▶ EXERCISES
a) From the football article, copy the passage starting with "Familiar scenario Lions" and going on through "Well, maybe not.".
b) Continue the article about the Golden Lions and Jackson State from where it stops.

(TEXT SHOWN begins)

Familiar scenario Lions hope to avoid

A year ago, Mississippi Veterans Memorial Stadium could have been confused with an Ole Miss football setting for Jackson State’s homecoming. Well, maybe not.

The house wasn’t packed, but the crowd was as big as Arkansas-Pine Bluff had seen in recent years. The trick for the Golden Lions was to overcome losing a 28-27 game to Alabama A&M — heard enough about that game, haven’t you? — and play a good game in front of 38,722 fans.

To do that, UAPB would really have to click on offense and its defense would have to find an answer for Jackson State’s passing game.

It didn’t happen. Jackson State rolled up 486 total yards and Casey Therriault completed 17 of 22 passes in a 48-10 victory. That sunk UAPB to 3-3 overall and 2-2 in the SWAC and moved Jackson State to 3-1 in the SWAC.

(TEXT SHOWN ends)
(DATA UNDER STUDY begins)

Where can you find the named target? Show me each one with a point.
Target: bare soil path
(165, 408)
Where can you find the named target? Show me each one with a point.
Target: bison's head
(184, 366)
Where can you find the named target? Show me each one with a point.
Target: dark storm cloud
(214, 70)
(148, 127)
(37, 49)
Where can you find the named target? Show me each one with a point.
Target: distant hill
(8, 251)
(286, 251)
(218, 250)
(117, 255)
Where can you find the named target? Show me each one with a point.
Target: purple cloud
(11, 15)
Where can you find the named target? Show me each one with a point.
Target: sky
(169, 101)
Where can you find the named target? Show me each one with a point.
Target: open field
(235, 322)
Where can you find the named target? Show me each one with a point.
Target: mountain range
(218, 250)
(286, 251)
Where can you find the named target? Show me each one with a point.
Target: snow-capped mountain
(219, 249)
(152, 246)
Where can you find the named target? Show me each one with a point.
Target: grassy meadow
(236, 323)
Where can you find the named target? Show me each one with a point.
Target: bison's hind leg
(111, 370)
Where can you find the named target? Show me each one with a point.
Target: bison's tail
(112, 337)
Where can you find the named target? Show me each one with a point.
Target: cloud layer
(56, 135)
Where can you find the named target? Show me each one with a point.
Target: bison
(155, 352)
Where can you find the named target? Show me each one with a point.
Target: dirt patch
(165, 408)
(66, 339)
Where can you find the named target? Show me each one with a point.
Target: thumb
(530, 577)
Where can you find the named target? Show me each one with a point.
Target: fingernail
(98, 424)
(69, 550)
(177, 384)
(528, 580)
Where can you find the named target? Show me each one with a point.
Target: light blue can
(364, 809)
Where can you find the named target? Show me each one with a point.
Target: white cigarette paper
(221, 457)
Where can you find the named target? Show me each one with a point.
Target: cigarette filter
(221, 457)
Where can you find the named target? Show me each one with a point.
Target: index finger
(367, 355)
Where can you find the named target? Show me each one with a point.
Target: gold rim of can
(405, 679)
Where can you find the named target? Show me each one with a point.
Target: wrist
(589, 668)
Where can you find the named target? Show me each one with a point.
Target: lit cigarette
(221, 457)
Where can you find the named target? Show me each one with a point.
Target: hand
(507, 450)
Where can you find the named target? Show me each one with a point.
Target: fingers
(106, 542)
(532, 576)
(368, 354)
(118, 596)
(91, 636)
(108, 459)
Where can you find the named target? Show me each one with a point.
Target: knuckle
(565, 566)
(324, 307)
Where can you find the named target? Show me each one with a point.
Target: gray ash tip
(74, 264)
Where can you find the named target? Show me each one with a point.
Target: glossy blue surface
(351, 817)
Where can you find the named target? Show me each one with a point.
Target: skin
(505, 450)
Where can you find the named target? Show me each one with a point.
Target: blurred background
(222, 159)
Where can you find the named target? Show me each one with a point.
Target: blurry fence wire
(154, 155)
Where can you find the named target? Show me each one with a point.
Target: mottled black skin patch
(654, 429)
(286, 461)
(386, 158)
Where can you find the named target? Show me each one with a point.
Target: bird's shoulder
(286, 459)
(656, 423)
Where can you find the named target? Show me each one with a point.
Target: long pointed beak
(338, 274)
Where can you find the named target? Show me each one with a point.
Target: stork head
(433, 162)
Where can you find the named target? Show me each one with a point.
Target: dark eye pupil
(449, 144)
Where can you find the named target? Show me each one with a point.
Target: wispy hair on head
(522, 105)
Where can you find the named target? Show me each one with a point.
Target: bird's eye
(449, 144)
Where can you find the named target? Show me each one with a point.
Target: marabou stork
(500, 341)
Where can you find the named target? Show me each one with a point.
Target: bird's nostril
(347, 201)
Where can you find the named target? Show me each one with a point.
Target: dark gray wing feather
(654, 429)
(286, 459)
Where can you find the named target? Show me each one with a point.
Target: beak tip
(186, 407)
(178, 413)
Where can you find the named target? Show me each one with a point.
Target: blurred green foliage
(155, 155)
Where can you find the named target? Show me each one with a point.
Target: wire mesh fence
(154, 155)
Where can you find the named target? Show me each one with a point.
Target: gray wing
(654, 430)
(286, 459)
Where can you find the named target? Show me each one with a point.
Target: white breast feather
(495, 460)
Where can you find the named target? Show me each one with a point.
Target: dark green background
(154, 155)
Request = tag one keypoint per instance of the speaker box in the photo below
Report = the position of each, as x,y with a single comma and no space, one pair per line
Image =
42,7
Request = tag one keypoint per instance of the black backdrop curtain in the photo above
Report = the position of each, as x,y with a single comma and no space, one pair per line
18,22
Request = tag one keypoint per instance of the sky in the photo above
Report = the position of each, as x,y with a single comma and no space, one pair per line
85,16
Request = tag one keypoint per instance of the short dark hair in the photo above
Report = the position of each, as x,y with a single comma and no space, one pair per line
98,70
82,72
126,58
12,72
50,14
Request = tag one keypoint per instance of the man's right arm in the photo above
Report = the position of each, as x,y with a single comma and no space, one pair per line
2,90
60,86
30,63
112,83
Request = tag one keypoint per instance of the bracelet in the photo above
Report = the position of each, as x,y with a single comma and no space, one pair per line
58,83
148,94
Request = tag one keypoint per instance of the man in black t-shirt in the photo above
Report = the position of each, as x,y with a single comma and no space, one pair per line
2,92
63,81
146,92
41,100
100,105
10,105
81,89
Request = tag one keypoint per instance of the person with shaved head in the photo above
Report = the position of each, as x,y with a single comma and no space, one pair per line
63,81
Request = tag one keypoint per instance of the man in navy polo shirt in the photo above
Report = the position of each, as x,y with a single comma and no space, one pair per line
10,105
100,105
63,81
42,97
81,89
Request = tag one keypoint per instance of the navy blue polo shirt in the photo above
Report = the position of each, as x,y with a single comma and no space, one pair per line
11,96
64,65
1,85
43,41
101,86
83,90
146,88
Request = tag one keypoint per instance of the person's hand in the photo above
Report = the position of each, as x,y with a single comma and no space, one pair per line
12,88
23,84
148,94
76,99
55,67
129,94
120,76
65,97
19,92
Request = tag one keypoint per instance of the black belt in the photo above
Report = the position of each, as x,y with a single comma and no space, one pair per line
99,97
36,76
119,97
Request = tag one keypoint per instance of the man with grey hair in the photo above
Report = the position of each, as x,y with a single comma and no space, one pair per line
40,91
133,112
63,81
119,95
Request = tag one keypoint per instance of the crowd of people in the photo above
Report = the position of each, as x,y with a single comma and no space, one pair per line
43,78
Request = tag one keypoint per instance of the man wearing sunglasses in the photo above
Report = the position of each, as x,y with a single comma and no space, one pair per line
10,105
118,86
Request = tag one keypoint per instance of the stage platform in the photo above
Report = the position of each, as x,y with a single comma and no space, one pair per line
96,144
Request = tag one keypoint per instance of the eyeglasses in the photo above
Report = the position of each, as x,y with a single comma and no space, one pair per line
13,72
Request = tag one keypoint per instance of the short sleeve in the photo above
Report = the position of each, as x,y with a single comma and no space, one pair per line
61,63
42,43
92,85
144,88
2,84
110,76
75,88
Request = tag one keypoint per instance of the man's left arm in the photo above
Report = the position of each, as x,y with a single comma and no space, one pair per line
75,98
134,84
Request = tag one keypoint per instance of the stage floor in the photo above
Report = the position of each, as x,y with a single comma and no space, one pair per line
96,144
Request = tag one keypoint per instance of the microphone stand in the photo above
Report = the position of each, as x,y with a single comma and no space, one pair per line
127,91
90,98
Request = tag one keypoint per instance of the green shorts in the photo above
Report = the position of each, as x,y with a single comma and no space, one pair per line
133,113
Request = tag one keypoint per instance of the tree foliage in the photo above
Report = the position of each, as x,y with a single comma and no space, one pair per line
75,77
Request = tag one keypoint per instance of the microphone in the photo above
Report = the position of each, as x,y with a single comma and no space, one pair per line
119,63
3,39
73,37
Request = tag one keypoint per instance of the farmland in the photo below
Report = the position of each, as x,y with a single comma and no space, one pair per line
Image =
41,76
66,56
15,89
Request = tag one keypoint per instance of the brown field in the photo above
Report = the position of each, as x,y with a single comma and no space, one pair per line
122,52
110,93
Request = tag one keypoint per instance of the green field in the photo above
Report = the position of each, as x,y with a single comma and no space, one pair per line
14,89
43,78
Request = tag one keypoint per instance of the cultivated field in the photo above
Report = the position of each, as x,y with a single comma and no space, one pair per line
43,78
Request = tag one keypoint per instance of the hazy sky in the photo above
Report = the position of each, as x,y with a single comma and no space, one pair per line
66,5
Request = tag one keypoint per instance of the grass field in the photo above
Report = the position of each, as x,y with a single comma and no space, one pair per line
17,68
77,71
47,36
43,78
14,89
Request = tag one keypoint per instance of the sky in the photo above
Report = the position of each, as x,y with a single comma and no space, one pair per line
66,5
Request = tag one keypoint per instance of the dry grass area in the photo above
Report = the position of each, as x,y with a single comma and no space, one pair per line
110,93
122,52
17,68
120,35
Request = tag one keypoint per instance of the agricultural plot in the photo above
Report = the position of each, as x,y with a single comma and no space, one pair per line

(DATA UNDER STUDY ends)

▶ YOUR RESPONSES
a)
Familiar scenario Lions hope to avoid

A year ago, Mississippi Veterans Memorial Stadium could have been confused with an Ole Miss football setting for Jackson State’s homecoming. Well, maybe not.

b)
It’s funny how some things about this Saturday’s game are similar to that contest inside Ole Miss’ former off-campus home. UAPB again is playing Jackson State and coming off a loss — this one to a much better Tennessee State squad. The Lions are going in with 3-2 overall and 2-1 conference records, and the Tigers are 2-3 — 2-1 in the SWAC.

To Lions fans, that’s eerily similar.

What the Lions want to see differently is an ability to shut down an explosive passing offense. Jackson State doesn’t rack up as many yards of offense as it did when Therriault was engineering the offense, but it can still move down the field with a reliable wide receiver in Rico Richardson. Plus, the Tigers have not scored fewer than 21 points since beginning conference play.

What will be different is that 38,722 won’t show up. That’s because Golden Lion Stadium seats up to 12,500 or 16,000, depending on which source you rely on.

But the crowd the Lions get should work greatly in their favor. It’ll be their first home game after spending the past three weekends on the road, so it’s likely a ticket hot enough to fill the home sides.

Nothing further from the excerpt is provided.